| Passage to read |
>> begin

Stationarity and ergodicity

Stationarity and ergodicity are properties of random processes. They allow for the simplification of calculations and provide powerful tools in signal processing.

Stationarity

A random process is called stationary if its statistical properties do not change over time. This means that the signal statistics of random variable $X[n]$ should be identical to the signal statistics of random variable $X[n+k]$ for any value of $k$. For the underlying probability distribution then holds that \begin{equation} p_{X[n]}(x) = p_{X[n+k]}(x) = p_{X}(x), \end{equation} where it is possible to drop the indexing if there is no effect on the distribution.

If a signal is not stationary, the signal usually may be approximated as stationary for windowed sequences of the signal. This provides the foundation for the short-time Fourier transform.

$N^\text{th}$-order stationarity

A signal is called an $N^\text{th}$-order stationary signal if the $N^\text{th}$-order signal statistics do not change over time. The order of the signal statistics is characterized by the largest multiplication chain of random variables in the signal statistics definition. As an example for the univariate case the mean can be regarded as a first-order signal statistic and the variance as a second-order signal statistic. Fig. 2 shows examples of random signals with first- and second-order stationarity.

>> end

| Stated goal A |
List every heading in the passage on stationarity and ergodicity, including its title.

(Excerpts of location labeling data)
>> begin

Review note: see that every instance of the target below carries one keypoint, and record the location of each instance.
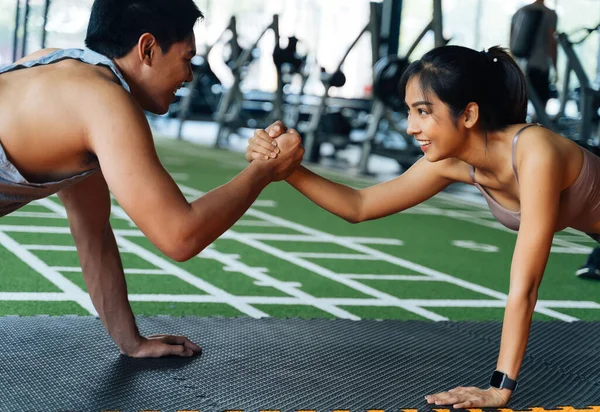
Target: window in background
(573, 15)
(67, 23)
(325, 31)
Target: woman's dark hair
(116, 25)
(459, 75)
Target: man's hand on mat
(263, 144)
(470, 397)
(157, 346)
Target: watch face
(497, 379)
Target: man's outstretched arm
(119, 134)
(88, 209)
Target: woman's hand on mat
(471, 397)
(157, 346)
(263, 144)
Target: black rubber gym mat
(70, 364)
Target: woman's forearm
(515, 333)
(336, 198)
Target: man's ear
(471, 115)
(146, 48)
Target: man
(72, 122)
(532, 38)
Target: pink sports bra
(579, 203)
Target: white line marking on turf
(308, 238)
(479, 247)
(180, 176)
(265, 203)
(257, 223)
(343, 256)
(76, 269)
(56, 248)
(403, 263)
(285, 287)
(419, 278)
(75, 292)
(265, 300)
(175, 270)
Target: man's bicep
(121, 139)
(87, 203)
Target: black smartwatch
(501, 381)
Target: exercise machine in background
(386, 130)
(585, 127)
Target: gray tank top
(579, 203)
(15, 190)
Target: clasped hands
(278, 143)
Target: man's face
(167, 74)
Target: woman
(467, 111)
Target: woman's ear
(146, 48)
(471, 115)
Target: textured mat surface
(70, 364)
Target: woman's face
(431, 124)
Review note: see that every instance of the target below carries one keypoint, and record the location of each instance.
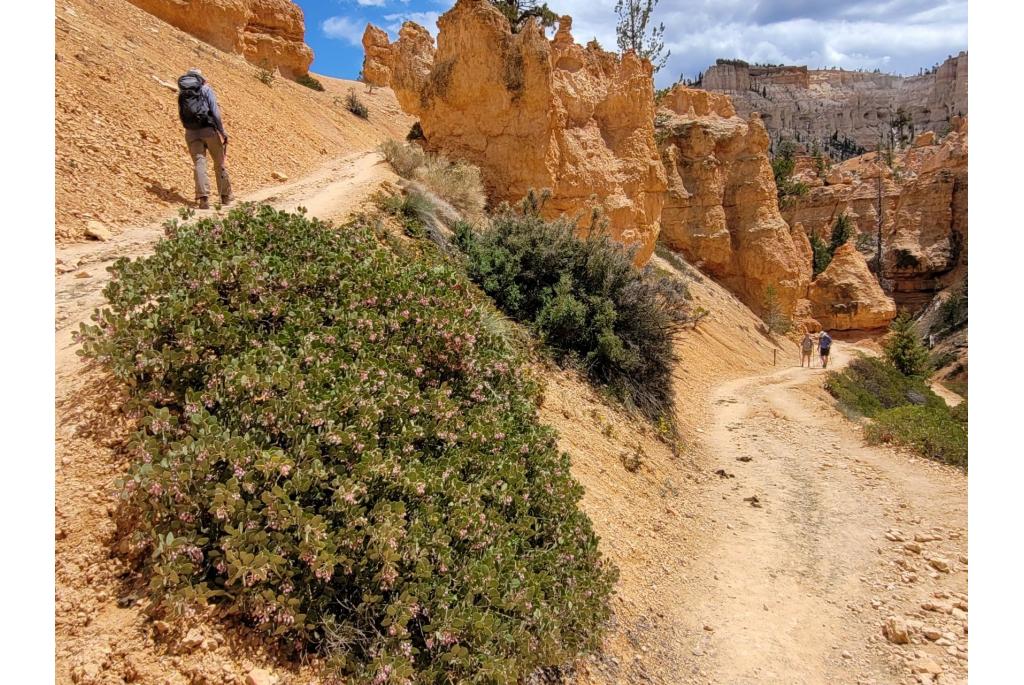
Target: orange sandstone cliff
(534, 114)
(267, 33)
(721, 209)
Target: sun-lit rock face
(847, 296)
(538, 114)
(924, 205)
(407, 60)
(806, 104)
(721, 209)
(268, 33)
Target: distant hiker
(204, 131)
(824, 346)
(806, 347)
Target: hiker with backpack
(204, 131)
(806, 347)
(824, 347)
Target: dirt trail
(796, 589)
(714, 590)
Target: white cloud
(898, 36)
(344, 28)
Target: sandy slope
(120, 152)
(102, 636)
(714, 590)
(784, 589)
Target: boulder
(267, 33)
(847, 296)
(721, 209)
(97, 230)
(536, 114)
(896, 631)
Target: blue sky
(896, 36)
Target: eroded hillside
(121, 158)
(813, 105)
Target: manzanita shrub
(334, 448)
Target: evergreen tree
(637, 32)
(517, 11)
(904, 349)
(774, 316)
(842, 231)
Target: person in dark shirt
(200, 115)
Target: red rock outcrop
(847, 296)
(721, 208)
(404, 63)
(924, 205)
(539, 114)
(268, 33)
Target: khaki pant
(199, 141)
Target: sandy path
(102, 635)
(797, 589)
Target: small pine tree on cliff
(904, 349)
(636, 31)
(517, 11)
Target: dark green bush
(336, 450)
(415, 132)
(412, 208)
(903, 409)
(869, 385)
(935, 432)
(586, 300)
(355, 105)
(309, 82)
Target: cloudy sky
(896, 36)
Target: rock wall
(269, 33)
(721, 209)
(924, 204)
(537, 114)
(847, 296)
(811, 104)
(404, 63)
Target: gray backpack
(194, 109)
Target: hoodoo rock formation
(847, 296)
(267, 33)
(536, 114)
(810, 105)
(721, 209)
(924, 206)
(408, 60)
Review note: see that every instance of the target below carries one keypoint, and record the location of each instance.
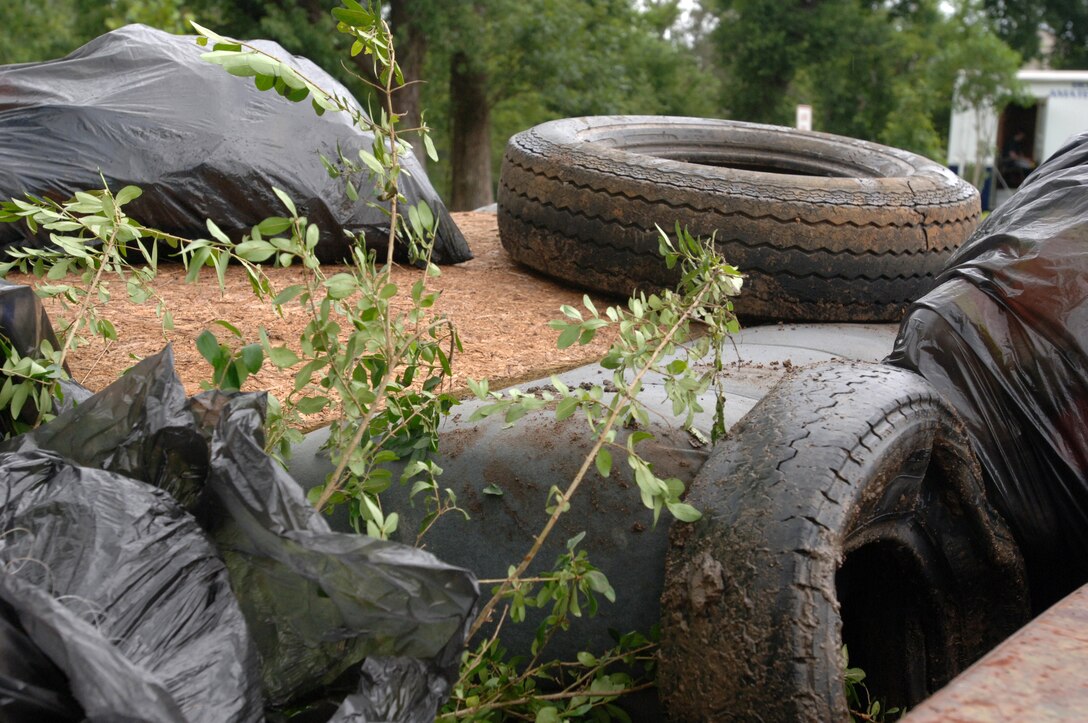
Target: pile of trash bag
(141, 108)
(1004, 338)
(156, 564)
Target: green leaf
(208, 346)
(256, 251)
(127, 194)
(286, 201)
(684, 512)
(273, 225)
(677, 366)
(251, 358)
(282, 357)
(568, 336)
(19, 398)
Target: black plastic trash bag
(24, 324)
(1004, 338)
(143, 107)
(316, 602)
(120, 589)
(320, 601)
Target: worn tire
(847, 507)
(826, 228)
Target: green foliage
(1018, 23)
(862, 706)
(884, 72)
(383, 370)
(230, 368)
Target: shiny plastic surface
(114, 583)
(140, 107)
(1004, 337)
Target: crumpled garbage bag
(24, 324)
(120, 589)
(139, 106)
(316, 602)
(1004, 338)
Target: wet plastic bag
(1004, 338)
(120, 589)
(141, 107)
(316, 602)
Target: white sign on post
(804, 117)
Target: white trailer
(1060, 110)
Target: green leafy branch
(650, 329)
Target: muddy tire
(847, 507)
(826, 228)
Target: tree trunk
(470, 114)
(411, 52)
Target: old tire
(845, 508)
(826, 228)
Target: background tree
(1018, 23)
(881, 71)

>> end

| Stated goal B |
How many lines of the records contain the string "woman"? Reply with the number only.

| Written solution A |
Stationarity and ergodicity
Stationarity
$N^\text{th}$-order stationarity

| Written solution B |
6